*** Data extract Section Begins ***

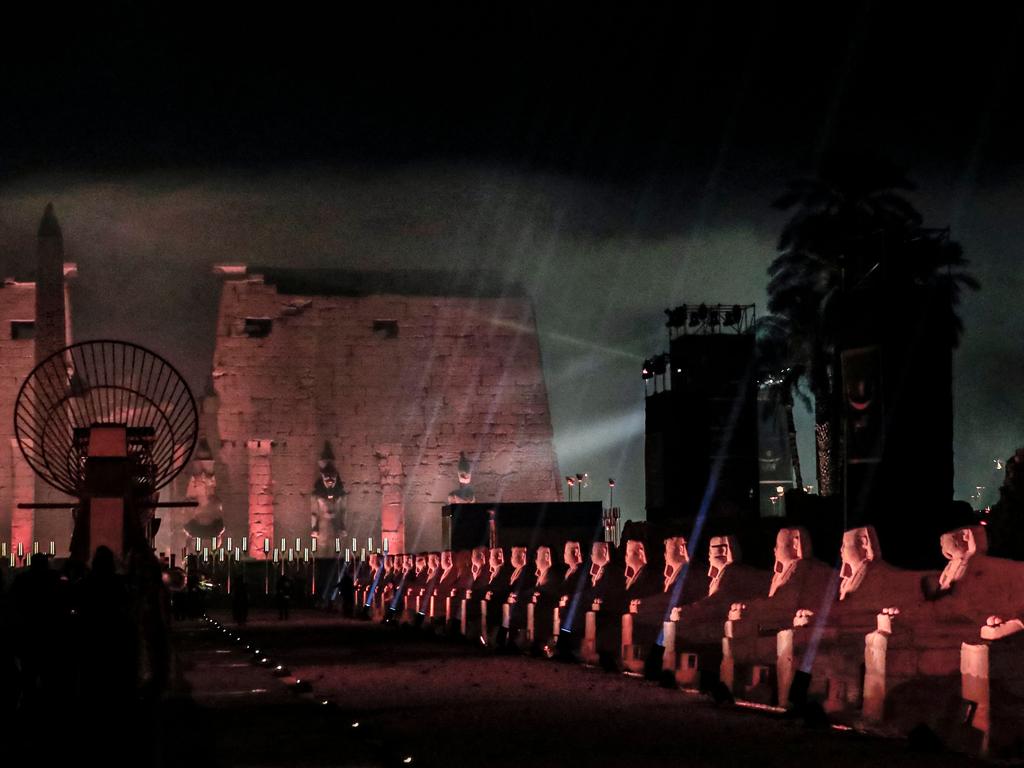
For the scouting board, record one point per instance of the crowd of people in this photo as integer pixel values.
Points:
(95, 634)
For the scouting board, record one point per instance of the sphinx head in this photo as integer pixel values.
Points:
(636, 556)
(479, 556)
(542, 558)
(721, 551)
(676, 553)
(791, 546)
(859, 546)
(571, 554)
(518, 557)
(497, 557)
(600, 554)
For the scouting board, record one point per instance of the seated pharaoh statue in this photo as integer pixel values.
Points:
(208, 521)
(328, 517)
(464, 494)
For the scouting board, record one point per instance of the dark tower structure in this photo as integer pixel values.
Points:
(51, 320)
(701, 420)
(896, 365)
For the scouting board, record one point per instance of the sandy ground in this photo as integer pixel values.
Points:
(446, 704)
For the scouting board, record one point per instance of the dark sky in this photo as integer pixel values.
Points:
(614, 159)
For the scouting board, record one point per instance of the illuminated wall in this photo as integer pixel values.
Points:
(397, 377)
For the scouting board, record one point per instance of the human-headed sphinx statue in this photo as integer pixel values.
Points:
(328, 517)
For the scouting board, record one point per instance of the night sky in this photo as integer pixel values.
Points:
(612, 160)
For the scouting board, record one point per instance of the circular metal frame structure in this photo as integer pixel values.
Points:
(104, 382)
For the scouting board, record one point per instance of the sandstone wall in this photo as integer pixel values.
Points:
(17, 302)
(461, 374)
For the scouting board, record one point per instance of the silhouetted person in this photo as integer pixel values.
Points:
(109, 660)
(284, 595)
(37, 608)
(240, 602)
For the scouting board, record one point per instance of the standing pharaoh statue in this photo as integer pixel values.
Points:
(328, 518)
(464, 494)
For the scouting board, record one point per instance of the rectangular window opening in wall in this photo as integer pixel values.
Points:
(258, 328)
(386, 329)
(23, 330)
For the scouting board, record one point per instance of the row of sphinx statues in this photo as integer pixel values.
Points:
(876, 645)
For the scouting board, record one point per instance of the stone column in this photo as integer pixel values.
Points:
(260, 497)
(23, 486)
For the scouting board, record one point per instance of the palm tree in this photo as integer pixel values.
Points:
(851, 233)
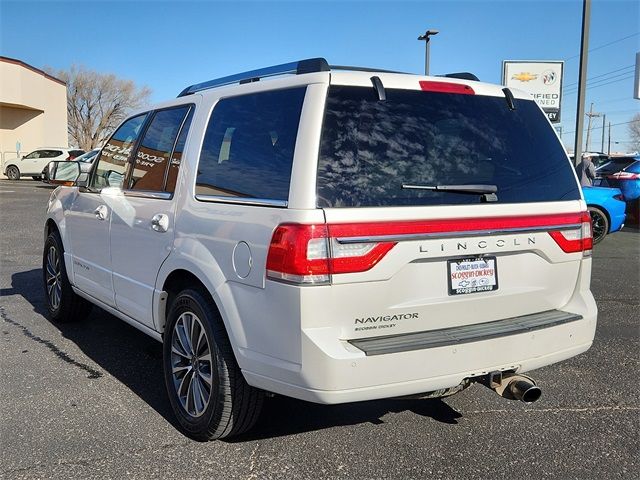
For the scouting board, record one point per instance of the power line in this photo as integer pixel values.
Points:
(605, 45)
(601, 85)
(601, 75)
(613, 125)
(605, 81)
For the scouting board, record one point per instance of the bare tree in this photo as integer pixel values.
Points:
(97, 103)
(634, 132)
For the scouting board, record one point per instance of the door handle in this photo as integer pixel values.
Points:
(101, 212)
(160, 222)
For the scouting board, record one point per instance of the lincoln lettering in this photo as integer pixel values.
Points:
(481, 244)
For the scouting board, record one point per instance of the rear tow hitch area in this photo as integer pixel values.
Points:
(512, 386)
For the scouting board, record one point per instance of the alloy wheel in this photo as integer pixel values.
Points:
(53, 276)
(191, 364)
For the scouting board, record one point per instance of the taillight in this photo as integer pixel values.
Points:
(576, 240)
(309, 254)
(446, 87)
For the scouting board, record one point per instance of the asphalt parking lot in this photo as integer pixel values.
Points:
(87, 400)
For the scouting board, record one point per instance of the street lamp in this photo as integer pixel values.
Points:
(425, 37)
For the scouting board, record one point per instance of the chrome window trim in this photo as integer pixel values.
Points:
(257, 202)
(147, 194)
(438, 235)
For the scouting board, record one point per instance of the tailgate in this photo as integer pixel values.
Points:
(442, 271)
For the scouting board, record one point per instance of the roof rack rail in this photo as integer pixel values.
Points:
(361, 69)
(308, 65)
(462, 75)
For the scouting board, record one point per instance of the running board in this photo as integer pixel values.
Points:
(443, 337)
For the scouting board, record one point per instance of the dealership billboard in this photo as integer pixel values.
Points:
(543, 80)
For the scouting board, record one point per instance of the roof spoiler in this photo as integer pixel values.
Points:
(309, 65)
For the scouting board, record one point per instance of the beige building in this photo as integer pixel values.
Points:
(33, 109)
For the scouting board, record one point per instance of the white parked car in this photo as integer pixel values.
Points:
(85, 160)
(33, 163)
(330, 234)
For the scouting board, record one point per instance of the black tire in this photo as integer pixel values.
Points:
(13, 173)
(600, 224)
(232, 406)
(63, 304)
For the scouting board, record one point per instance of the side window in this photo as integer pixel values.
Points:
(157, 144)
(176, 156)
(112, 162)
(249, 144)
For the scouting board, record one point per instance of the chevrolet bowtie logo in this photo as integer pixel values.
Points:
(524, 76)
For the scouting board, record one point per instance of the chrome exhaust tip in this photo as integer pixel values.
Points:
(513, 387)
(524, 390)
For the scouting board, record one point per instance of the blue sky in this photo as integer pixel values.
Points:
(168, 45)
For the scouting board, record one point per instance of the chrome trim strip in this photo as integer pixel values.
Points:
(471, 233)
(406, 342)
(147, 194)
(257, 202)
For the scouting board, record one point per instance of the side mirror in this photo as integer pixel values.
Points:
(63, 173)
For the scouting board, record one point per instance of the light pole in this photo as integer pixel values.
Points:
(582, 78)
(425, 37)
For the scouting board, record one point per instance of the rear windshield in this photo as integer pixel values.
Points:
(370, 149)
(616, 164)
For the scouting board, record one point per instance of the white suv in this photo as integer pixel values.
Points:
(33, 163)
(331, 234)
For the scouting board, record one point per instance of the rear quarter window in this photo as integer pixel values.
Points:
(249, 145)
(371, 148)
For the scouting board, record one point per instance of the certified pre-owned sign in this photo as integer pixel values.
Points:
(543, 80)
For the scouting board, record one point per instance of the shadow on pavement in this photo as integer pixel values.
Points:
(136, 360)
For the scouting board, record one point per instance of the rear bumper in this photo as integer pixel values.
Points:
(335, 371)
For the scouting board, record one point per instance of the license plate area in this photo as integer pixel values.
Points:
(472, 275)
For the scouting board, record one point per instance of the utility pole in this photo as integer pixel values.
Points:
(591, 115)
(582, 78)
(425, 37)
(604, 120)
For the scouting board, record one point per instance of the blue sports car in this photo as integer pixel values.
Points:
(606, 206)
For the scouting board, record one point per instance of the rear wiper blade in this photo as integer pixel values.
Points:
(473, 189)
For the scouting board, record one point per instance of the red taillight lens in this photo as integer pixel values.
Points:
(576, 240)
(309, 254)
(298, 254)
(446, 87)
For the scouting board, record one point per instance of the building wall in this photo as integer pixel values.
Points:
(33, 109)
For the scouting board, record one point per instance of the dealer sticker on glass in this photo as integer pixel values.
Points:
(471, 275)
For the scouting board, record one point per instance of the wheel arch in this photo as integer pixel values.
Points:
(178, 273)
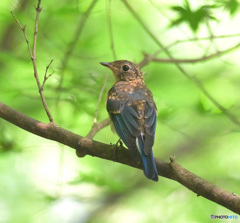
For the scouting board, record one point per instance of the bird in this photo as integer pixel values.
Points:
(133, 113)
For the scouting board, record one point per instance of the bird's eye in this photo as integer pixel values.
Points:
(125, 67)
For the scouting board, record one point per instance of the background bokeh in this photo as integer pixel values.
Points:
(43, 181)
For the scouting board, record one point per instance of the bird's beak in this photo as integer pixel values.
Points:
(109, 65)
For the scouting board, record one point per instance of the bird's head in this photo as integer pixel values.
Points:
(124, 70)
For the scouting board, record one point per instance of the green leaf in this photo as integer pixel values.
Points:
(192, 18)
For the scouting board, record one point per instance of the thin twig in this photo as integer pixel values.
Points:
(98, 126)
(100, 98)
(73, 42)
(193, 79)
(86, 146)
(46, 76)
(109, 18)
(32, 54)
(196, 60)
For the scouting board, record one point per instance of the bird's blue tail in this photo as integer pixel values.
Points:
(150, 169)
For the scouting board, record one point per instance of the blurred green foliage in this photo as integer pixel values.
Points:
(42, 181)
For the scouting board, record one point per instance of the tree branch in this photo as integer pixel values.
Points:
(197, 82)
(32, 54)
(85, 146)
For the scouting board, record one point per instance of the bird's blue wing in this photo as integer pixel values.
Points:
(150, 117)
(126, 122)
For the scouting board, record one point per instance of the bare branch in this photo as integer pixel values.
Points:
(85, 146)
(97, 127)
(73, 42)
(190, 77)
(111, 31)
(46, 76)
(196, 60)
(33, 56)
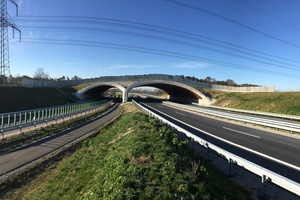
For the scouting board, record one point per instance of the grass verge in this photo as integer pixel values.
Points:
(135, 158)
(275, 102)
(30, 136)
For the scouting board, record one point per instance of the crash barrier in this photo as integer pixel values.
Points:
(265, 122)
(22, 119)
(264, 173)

*** Data extract Section Ends ***

Exercise details => Look back at the entries above and repeat, unchanged, every line from the line holding "tail in this photo as integer pixel values." through the line holding "of the tree".

Final answer =>
For the scouting board, record one point per instance of the bird's blue tail in this photo as integer pixel values.
Points:
(150, 169)
For the scouting board, record one point per instance of the blurred green foliage in this photo as integer pixel values.
Points:
(42, 181)
For the scouting board, record one point per instance of the tree branch in this photo as integer pixel values.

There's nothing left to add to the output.